**What is asked**
Locate every line in the records below that contains the string "steel" and copy each of those lines out.

**Provided information**
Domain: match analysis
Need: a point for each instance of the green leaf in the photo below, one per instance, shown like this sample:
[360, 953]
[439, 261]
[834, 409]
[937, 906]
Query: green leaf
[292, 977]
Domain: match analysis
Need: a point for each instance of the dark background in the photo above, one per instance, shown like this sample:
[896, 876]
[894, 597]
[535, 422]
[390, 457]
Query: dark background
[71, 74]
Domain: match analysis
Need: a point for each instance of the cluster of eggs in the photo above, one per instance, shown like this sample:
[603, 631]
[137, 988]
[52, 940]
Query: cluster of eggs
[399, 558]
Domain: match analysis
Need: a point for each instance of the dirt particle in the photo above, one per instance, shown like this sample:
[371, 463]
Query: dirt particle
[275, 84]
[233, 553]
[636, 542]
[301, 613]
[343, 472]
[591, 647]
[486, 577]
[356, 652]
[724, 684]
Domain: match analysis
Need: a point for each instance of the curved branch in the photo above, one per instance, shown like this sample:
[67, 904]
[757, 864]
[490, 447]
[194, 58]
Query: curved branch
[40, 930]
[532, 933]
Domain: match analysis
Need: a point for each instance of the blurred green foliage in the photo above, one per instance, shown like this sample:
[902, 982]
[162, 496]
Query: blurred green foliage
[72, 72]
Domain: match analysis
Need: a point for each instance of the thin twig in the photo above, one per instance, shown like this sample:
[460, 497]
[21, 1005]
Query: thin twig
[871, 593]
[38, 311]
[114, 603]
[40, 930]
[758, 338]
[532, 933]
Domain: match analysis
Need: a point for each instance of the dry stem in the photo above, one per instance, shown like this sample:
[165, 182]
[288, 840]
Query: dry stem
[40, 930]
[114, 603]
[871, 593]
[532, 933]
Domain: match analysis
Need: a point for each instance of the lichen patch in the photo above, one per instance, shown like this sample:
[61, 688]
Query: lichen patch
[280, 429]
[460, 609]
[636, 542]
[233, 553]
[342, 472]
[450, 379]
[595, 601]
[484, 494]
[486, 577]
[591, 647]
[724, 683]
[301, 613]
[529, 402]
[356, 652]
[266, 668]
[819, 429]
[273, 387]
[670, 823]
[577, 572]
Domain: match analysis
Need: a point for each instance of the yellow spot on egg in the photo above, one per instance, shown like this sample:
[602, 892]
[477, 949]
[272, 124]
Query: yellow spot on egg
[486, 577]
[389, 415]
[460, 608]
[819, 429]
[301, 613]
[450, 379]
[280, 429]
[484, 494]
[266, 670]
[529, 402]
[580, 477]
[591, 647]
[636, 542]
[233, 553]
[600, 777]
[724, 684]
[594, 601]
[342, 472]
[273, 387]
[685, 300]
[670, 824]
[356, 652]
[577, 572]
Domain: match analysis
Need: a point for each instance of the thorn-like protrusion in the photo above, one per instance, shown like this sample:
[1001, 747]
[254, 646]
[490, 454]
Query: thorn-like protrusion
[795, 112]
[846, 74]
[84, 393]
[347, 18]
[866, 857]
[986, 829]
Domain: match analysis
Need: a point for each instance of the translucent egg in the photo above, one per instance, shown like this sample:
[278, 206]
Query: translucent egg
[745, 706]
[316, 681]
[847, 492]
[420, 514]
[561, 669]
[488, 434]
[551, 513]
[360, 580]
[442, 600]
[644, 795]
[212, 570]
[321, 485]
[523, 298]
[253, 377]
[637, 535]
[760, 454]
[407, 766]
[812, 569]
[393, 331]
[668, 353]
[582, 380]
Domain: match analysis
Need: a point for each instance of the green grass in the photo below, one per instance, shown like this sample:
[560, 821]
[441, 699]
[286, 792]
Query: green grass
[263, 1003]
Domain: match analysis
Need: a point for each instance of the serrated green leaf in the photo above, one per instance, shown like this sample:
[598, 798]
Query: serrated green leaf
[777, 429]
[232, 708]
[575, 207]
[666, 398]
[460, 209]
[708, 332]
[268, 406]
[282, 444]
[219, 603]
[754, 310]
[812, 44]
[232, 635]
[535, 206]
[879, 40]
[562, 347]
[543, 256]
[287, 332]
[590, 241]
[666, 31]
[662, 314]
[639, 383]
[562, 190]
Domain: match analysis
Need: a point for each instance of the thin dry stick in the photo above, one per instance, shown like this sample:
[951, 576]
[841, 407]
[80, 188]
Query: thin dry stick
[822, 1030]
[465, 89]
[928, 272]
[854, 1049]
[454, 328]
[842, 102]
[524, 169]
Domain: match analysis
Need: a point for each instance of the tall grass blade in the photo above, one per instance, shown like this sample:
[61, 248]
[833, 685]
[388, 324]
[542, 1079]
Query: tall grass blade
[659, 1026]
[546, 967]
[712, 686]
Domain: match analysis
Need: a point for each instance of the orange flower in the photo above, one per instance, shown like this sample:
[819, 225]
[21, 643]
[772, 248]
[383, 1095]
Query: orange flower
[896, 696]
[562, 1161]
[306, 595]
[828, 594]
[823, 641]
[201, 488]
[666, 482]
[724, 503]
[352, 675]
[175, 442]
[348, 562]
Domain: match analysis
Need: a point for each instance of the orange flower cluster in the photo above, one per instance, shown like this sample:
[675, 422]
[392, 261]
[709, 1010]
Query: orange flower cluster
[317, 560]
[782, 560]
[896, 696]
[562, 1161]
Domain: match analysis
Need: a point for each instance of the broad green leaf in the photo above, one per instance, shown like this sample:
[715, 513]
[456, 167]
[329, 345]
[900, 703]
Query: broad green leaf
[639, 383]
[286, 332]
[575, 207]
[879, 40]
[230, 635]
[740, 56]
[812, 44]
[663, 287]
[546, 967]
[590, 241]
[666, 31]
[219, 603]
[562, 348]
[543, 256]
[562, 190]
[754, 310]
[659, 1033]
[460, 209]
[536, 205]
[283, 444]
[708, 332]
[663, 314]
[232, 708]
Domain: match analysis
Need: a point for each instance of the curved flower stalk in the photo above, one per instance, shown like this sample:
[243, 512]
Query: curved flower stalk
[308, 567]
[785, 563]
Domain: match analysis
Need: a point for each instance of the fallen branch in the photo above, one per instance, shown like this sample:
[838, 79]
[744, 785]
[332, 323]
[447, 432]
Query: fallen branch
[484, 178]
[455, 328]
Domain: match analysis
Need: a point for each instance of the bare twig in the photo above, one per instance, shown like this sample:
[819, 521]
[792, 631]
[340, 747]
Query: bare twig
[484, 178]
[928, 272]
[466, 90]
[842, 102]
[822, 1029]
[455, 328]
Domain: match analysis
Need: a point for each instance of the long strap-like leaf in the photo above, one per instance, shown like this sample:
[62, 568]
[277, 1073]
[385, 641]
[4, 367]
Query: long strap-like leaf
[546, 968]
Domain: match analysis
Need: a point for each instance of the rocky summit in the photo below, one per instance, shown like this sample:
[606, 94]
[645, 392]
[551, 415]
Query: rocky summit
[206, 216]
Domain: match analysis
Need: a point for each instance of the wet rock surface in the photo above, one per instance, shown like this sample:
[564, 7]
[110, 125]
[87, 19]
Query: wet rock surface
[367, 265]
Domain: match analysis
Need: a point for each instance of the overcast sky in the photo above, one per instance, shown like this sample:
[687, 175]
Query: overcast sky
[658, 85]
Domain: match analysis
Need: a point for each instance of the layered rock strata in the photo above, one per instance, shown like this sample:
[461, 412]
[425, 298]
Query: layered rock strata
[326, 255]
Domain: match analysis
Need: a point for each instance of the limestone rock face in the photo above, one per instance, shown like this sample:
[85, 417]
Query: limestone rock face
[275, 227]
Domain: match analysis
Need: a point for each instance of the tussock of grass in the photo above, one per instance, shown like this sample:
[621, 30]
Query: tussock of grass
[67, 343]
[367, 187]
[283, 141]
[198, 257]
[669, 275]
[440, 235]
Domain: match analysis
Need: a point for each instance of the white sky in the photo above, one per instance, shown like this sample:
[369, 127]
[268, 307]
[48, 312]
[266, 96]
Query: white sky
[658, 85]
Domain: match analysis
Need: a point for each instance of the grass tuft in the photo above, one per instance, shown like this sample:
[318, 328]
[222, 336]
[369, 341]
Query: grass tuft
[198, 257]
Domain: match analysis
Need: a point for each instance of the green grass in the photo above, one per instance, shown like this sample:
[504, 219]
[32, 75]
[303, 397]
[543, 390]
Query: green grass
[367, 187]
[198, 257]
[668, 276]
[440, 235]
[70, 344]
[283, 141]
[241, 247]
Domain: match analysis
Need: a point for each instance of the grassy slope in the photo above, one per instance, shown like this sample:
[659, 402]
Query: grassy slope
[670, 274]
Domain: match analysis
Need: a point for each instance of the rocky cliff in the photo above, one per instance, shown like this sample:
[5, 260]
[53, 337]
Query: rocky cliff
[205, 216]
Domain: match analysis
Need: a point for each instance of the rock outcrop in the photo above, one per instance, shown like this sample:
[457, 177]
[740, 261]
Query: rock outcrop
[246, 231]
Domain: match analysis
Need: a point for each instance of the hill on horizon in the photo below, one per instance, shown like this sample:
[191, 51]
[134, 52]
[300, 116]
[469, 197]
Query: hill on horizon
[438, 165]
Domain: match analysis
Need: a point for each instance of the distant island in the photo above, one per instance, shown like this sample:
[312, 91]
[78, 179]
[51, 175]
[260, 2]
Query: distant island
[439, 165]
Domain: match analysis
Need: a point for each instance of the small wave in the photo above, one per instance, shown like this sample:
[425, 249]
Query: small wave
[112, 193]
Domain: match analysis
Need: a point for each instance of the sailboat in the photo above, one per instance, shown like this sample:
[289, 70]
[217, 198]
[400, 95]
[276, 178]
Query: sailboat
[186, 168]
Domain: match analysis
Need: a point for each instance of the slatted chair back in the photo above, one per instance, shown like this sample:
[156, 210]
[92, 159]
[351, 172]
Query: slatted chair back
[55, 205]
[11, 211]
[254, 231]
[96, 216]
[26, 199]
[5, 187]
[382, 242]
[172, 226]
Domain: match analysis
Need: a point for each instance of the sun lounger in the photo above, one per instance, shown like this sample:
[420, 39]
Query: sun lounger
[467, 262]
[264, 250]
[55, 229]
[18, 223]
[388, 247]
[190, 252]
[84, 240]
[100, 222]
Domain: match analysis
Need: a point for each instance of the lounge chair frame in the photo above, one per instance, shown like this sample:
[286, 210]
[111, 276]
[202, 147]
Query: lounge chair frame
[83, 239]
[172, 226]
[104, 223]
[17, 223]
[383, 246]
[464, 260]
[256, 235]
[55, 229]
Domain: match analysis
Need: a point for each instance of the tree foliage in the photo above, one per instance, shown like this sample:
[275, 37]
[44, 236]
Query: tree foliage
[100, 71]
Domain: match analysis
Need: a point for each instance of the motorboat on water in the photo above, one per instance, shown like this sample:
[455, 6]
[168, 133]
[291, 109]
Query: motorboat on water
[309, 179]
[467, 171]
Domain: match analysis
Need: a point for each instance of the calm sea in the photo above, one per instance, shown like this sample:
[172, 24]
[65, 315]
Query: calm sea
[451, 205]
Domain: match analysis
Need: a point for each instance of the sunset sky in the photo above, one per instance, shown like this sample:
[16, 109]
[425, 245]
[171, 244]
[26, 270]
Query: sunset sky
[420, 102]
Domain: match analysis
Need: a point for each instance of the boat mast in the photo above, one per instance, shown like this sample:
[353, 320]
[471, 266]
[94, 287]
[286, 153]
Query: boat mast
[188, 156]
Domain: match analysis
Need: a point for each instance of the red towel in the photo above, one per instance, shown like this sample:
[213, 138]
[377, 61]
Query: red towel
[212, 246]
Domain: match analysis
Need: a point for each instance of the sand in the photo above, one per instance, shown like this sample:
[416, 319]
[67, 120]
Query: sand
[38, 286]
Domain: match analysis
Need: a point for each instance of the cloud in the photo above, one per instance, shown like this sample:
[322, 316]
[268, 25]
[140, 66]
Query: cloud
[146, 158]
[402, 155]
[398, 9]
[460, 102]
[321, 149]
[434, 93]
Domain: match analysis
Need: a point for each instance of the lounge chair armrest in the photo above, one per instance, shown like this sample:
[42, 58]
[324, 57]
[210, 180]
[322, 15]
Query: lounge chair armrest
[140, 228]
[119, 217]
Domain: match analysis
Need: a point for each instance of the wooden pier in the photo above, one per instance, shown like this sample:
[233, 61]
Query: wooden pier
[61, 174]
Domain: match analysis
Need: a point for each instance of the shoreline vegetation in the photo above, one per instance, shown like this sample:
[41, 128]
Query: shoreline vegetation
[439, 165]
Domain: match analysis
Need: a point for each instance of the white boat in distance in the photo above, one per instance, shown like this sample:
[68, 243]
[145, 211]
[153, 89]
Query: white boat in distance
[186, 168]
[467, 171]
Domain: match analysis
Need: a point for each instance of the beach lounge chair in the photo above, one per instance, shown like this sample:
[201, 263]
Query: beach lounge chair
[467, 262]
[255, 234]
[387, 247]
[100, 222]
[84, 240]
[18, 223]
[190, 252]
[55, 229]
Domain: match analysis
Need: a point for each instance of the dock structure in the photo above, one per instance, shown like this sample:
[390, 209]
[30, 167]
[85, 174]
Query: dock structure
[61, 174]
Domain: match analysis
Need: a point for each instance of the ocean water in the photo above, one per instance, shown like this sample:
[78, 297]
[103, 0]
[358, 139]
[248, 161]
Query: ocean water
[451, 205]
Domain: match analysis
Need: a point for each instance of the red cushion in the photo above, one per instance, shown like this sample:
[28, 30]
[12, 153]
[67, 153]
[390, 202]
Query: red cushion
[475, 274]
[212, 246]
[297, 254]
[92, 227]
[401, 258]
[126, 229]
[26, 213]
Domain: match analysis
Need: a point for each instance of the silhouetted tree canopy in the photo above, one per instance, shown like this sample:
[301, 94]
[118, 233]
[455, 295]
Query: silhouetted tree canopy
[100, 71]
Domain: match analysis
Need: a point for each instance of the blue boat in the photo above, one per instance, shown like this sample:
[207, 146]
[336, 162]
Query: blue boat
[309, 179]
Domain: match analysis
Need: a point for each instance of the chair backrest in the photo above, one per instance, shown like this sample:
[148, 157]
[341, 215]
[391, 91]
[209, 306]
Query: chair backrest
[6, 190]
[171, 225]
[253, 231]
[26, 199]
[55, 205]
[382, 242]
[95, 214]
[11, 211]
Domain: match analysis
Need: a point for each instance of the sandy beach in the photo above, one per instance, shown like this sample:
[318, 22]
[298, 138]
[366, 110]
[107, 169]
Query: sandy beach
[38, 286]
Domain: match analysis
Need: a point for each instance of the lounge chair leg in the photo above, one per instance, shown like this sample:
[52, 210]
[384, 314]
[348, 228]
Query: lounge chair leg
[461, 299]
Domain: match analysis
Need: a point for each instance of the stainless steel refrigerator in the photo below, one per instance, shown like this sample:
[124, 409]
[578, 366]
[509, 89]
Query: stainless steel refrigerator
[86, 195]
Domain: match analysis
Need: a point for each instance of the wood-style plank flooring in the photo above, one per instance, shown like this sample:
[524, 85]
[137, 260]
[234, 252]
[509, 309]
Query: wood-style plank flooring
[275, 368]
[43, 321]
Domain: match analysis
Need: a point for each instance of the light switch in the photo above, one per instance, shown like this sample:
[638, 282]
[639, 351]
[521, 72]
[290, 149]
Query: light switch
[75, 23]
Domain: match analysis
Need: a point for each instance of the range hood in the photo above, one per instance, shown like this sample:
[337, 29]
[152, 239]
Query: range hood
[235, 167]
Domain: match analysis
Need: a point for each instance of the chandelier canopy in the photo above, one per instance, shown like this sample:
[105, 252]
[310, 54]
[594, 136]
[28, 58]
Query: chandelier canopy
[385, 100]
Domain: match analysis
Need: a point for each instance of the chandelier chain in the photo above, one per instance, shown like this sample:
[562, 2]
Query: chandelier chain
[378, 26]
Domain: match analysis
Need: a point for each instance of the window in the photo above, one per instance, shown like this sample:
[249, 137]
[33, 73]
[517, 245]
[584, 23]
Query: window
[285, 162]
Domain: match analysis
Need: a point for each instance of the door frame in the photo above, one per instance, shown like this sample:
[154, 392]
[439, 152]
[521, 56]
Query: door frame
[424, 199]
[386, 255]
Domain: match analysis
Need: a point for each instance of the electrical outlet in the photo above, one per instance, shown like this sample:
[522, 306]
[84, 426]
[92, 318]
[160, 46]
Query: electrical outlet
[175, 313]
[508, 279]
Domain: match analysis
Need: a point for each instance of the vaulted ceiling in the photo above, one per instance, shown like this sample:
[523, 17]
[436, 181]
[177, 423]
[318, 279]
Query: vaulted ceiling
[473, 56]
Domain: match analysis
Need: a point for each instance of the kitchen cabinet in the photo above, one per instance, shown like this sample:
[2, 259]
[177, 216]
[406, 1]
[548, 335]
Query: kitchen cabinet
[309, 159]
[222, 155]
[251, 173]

**Solution to this task**
Need: a point for each instance of the stainless steel refrigerator in the photo below, one per instance, shown like this sample:
Query: stainless steel refrigerator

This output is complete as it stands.